▶ STATED TASK
Copy every one of the rows below character for character, without altering anything.

[Segmentation dataset rows]

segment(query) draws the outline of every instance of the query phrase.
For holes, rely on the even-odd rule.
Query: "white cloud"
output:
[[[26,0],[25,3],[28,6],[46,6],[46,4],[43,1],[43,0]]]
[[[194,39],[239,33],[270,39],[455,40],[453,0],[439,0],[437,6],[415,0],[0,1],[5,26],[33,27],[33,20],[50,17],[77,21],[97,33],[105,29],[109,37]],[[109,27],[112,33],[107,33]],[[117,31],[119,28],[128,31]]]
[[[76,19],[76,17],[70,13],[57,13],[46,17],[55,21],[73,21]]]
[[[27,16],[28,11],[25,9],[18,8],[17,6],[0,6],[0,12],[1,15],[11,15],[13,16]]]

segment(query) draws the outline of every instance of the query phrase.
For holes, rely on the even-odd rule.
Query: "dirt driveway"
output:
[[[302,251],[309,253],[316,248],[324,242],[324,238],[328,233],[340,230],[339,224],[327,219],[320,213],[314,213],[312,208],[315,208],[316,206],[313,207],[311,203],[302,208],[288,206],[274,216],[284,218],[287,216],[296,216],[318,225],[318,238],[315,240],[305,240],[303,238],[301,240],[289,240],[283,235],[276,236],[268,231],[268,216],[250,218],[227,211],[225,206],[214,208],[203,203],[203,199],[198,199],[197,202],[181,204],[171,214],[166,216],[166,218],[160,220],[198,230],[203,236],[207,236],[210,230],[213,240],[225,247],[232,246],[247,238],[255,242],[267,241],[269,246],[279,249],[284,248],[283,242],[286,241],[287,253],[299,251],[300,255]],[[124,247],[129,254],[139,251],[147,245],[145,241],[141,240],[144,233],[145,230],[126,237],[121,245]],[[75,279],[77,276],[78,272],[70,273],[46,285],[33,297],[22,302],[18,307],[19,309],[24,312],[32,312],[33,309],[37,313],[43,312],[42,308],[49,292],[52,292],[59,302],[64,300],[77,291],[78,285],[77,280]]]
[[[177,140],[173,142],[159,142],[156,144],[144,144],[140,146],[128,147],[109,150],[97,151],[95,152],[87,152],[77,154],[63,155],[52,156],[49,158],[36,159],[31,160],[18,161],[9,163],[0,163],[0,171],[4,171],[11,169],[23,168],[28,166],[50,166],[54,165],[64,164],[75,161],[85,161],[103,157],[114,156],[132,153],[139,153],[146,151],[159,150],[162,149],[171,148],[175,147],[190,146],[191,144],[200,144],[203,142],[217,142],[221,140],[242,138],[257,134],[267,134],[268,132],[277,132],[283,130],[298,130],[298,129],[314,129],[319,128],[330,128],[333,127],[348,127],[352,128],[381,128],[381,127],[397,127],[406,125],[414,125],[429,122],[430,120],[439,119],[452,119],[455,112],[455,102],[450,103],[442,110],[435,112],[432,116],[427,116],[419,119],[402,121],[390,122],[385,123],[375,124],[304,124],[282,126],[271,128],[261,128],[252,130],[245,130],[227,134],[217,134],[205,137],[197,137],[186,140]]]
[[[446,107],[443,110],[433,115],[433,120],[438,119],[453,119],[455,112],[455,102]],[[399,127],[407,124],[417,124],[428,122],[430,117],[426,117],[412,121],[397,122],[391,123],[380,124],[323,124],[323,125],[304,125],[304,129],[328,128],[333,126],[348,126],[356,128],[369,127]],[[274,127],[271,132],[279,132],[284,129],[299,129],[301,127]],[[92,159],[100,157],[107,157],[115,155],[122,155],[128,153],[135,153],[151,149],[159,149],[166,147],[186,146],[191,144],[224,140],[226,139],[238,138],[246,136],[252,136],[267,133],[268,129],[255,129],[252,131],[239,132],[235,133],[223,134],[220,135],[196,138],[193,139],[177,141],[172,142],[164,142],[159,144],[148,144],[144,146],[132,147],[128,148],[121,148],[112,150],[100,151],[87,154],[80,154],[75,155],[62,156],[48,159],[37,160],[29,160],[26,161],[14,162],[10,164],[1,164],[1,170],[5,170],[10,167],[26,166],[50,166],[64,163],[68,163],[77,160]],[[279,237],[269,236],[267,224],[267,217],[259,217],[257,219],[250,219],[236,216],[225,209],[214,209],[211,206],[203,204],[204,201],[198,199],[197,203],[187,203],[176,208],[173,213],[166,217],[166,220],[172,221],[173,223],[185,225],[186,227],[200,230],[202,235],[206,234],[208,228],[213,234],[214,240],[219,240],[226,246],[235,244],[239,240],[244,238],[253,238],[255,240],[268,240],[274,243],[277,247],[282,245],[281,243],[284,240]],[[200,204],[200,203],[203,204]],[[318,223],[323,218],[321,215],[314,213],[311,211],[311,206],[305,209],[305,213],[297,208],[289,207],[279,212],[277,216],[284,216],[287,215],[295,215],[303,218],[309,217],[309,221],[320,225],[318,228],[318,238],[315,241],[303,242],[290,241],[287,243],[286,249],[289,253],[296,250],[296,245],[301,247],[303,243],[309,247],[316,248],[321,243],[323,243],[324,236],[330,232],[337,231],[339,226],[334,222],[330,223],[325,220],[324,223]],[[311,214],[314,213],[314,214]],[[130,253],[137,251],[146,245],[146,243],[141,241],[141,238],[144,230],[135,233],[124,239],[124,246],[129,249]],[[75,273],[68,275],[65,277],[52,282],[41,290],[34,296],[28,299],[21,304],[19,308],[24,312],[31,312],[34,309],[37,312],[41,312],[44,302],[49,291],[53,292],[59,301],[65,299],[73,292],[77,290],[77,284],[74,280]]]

▶ ANSWER
segment(query) draws the outline of every instance of the query phrase.
For holes, rely on the even-odd rule.
Query: "white cloud"
output:
[[[26,0],[25,3],[28,6],[46,6],[46,4],[43,1],[43,0]]]
[[[194,39],[239,33],[270,39],[455,40],[453,0],[439,0],[437,6],[415,0],[0,1],[5,26],[33,27],[33,20],[50,17],[77,21],[97,33],[105,29],[109,37]],[[109,27],[112,33],[107,33]],[[117,31],[119,28],[128,31]]]
[[[76,19],[76,17],[70,13],[57,13],[46,17],[55,21],[73,21]]]
[[[27,16],[28,11],[25,9],[18,8],[17,6],[0,6],[0,12],[1,15],[11,15],[13,16]]]

segment(query) draws the outline of every instance of the query phrase.
For holes, rely on the even-odd rule.
Query: "dirt driveway"
output:
[[[302,251],[309,253],[316,248],[324,242],[324,238],[328,233],[340,230],[339,224],[327,219],[320,213],[314,213],[312,208],[315,208],[316,206],[313,207],[311,203],[302,208],[288,206],[274,216],[284,218],[287,216],[296,216],[318,225],[318,238],[315,240],[305,240],[303,238],[301,240],[289,240],[283,235],[276,236],[268,231],[268,216],[250,218],[227,211],[225,206],[214,208],[203,203],[203,199],[198,199],[197,202],[181,204],[171,214],[166,216],[166,218],[160,220],[198,230],[203,236],[207,236],[210,230],[213,240],[225,247],[232,246],[247,238],[255,242],[267,241],[269,246],[279,249],[284,248],[283,242],[286,241],[287,253],[299,251],[300,255]],[[124,247],[129,254],[139,251],[147,245],[145,241],[141,240],[144,233],[145,230],[126,237],[121,245]],[[75,279],[77,276],[78,272],[70,273],[46,285],[33,297],[22,302],[18,307],[19,309],[24,312],[32,312],[33,309],[37,313],[43,312],[42,308],[49,292],[52,292],[59,302],[64,300],[77,291],[78,285],[77,280]]]
[[[177,140],[173,142],[159,142],[156,144],[144,144],[140,146],[128,147],[109,150],[97,151],[95,152],[87,152],[77,154],[63,155],[52,156],[49,158],[36,159],[31,160],[18,161],[9,163],[0,163],[0,171],[4,171],[11,169],[23,168],[28,166],[50,166],[54,165],[64,164],[75,161],[85,161],[103,157],[114,156],[132,153],[139,153],[146,151],[159,150],[162,149],[171,148],[175,147],[190,146],[191,144],[200,144],[203,142],[217,142],[221,140],[242,138],[257,134],[267,134],[268,132],[277,132],[283,130],[298,130],[298,129],[314,129],[319,128],[330,128],[333,127],[348,127],[352,128],[381,128],[381,127],[397,127],[406,125],[414,125],[429,122],[430,120],[439,119],[452,119],[455,112],[455,102],[450,103],[442,110],[435,112],[432,116],[427,116],[419,119],[402,121],[390,122],[385,123],[375,124],[304,124],[282,126],[271,128],[261,128],[252,130],[245,130],[227,134],[217,134],[205,137],[197,137],[186,140]]]
[[[446,107],[443,110],[433,115],[433,120],[438,119],[453,119],[455,112],[455,102]],[[399,127],[407,124],[417,124],[428,122],[430,117],[426,117],[412,121],[397,122],[391,123],[380,124],[323,124],[323,125],[304,125],[304,129],[328,128],[333,126],[348,126],[356,128],[369,127]],[[274,127],[271,132],[279,132],[284,129],[299,129],[301,127]],[[92,159],[100,157],[107,157],[115,155],[122,155],[128,153],[135,153],[151,149],[159,149],[166,147],[186,146],[191,144],[224,140],[226,139],[238,138],[246,136],[252,136],[267,133],[268,129],[255,129],[252,131],[239,132],[235,133],[223,134],[220,135],[196,138],[193,139],[177,141],[172,142],[164,142],[159,144],[148,144],[144,146],[132,147],[128,148],[121,148],[112,150],[100,151],[87,154],[80,154],[75,155],[62,156],[48,159],[37,160],[29,160],[26,161],[14,162],[10,164],[1,164],[1,170],[5,170],[10,167],[26,166],[50,166],[64,163],[68,163],[77,160]],[[279,237],[269,236],[267,224],[267,217],[259,217],[257,219],[250,219],[236,216],[225,209],[214,209],[211,206],[203,204],[204,201],[198,199],[197,203],[187,203],[176,208],[173,213],[166,217],[166,220],[172,221],[173,223],[185,225],[186,227],[200,230],[202,235],[206,234],[208,228],[213,234],[214,240],[219,240],[226,246],[235,244],[239,240],[244,238],[253,238],[255,240],[268,240],[274,243],[277,247],[282,245],[281,243],[284,240]],[[200,204],[200,203],[203,204]],[[318,223],[323,218],[321,215],[314,213],[311,211],[311,206],[305,209],[305,213],[297,208],[289,207],[279,212],[277,216],[284,216],[287,215],[295,215],[303,218],[309,217],[309,221],[320,225],[318,228],[318,238],[315,241],[303,242],[290,241],[287,243],[286,249],[289,253],[296,250],[296,245],[301,247],[303,243],[309,247],[316,248],[321,243],[323,243],[324,236],[330,232],[337,231],[339,226],[334,222],[330,223],[325,220],[324,223]],[[311,214],[314,213],[314,214]],[[130,253],[137,251],[146,245],[146,243],[141,241],[141,238],[144,230],[135,233],[124,239],[124,246],[129,249]],[[75,273],[68,275],[65,277],[52,282],[41,290],[34,296],[28,299],[21,304],[19,308],[24,312],[31,312],[34,309],[37,312],[41,312],[44,302],[49,291],[53,292],[59,301],[65,299],[73,292],[77,290],[77,284],[74,280]]]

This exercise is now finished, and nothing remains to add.